* Start Data entries *
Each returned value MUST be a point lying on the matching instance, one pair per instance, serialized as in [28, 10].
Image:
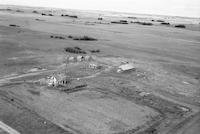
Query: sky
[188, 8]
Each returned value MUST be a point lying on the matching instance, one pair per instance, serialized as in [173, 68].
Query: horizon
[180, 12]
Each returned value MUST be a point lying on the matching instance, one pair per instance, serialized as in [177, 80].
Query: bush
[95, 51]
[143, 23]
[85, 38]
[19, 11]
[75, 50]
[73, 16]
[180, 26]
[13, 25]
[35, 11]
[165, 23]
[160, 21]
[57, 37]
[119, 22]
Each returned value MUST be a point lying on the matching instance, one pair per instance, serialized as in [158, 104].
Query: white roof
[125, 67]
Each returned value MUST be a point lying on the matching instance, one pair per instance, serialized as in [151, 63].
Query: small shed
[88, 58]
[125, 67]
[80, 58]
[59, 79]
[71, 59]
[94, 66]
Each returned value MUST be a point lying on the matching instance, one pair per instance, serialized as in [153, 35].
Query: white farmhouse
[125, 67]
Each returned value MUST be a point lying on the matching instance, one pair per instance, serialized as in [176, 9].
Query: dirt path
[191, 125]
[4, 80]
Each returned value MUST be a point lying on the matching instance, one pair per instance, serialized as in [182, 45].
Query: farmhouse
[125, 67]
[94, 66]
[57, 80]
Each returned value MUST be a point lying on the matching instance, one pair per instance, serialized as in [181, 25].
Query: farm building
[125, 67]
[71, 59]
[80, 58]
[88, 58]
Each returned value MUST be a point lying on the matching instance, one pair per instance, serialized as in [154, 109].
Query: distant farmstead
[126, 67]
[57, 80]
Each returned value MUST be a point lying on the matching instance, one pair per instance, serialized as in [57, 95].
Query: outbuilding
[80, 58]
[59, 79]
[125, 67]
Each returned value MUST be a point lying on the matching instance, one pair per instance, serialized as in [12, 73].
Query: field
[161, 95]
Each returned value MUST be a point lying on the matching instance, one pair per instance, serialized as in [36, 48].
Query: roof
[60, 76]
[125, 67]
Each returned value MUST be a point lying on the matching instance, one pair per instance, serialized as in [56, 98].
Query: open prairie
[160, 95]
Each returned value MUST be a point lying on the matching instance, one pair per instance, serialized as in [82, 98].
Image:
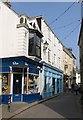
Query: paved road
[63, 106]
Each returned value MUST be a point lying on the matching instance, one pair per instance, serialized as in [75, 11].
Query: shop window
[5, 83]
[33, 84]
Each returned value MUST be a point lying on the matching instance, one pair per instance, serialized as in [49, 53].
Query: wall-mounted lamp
* End Data entries *
Turn all of the records above into a numbered list with one line per item, leaving out any blank lines. Omit the pictures.

1. Each returned value MUST be a point lying on the matching instance, one pair per instance, serialized as in [28, 10].
2. Image:
3. Query: sky
4. [188, 8]
5. Each returned value MUST be a point lying on the matching instance, one pair per instance, serialized as in [173, 68].
6. Query: horizon
7. [180, 12]
8. Each returned value MUST be a point lying on the matching instance, one pair per instance, serialized as in [177, 80].
9. Query: bush
10. [95, 51]
11. [143, 23]
12. [85, 38]
13. [19, 11]
14. [75, 50]
15. [73, 16]
16. [180, 26]
17. [13, 25]
18. [35, 11]
19. [165, 23]
20. [160, 21]
21. [57, 37]
22. [119, 22]
23. Each returned value MUST be a point lying on the matching instance, one pair per instance, serialized as in [158, 104].
24. Query: white roof
25. [125, 67]
26. Each returned value MUST be a point lying on the matching instance, one pair per instance, serialized as in [151, 63].
27. Query: small shed
28. [88, 58]
29. [125, 67]
30. [80, 58]
31. [59, 79]
32. [71, 59]
33. [94, 66]
34. Each returned value MUST be a point lying on the matching instance, one pair per instance, serialized as in [153, 35].
35. Query: white farmhouse
36. [125, 67]
37. Each returned value MUST be a point lying on the matching instance, one pair per instance, serialized as in [176, 9].
38. Query: dirt path
39. [191, 125]
40. [4, 80]
41. Each returned value MUST be a point lying on the matching instance, one pair per instance, serialized as in [182, 45].
42. Query: farmhouse
43. [125, 67]
44. [94, 66]
45. [57, 80]
46. Each returned value MUST be a point lying on the matching instance, one pair per instance, serialized as in [181, 25].
47. Query: farm building
48. [125, 67]
49. [71, 59]
50. [80, 58]
51. [88, 58]
52. Each returned value MUST be a point lying on the matching instance, one pair per instance, serialized as in [154, 109].
53. Query: distant farmstead
54. [126, 67]
55. [57, 80]
56. Each returned value MUST be a point lying on the matching instance, one pair per instance, serialized as in [57, 95].
57. Query: outbuilding
58. [80, 58]
59. [59, 79]
60. [125, 67]
61. Each returned value MUST be a point lying on the matching instance, one pair per instance, serialized as in [12, 73].
62. Query: field
63. [161, 95]
64. Each returned value MUST be a point lying on the matching instance, one pair per instance, serialized as in [36, 48].
65. Query: roof
66. [60, 76]
67. [125, 67]
68. Each returned value MUST be a point lying on the matching instance, one pair per instance, serialized as in [56, 98].
69. Query: open prairie
70. [160, 95]
71. Each returned value MUST be a point lying on the matching instance, one pair per instance, serialized as in [82, 98].
72. Image:
73. Query: paved road
74. [63, 106]
75. Each returned value MUST be a point lying on the matching instance, one pair per instance, serialized as in [75, 11].
76. Query: shop window
77. [5, 83]
78. [33, 84]
79. Each returned value MUST be a point lying on the matching instance, one pair per instance, serialized as in [49, 53].
80. Query: wall-mounted lamp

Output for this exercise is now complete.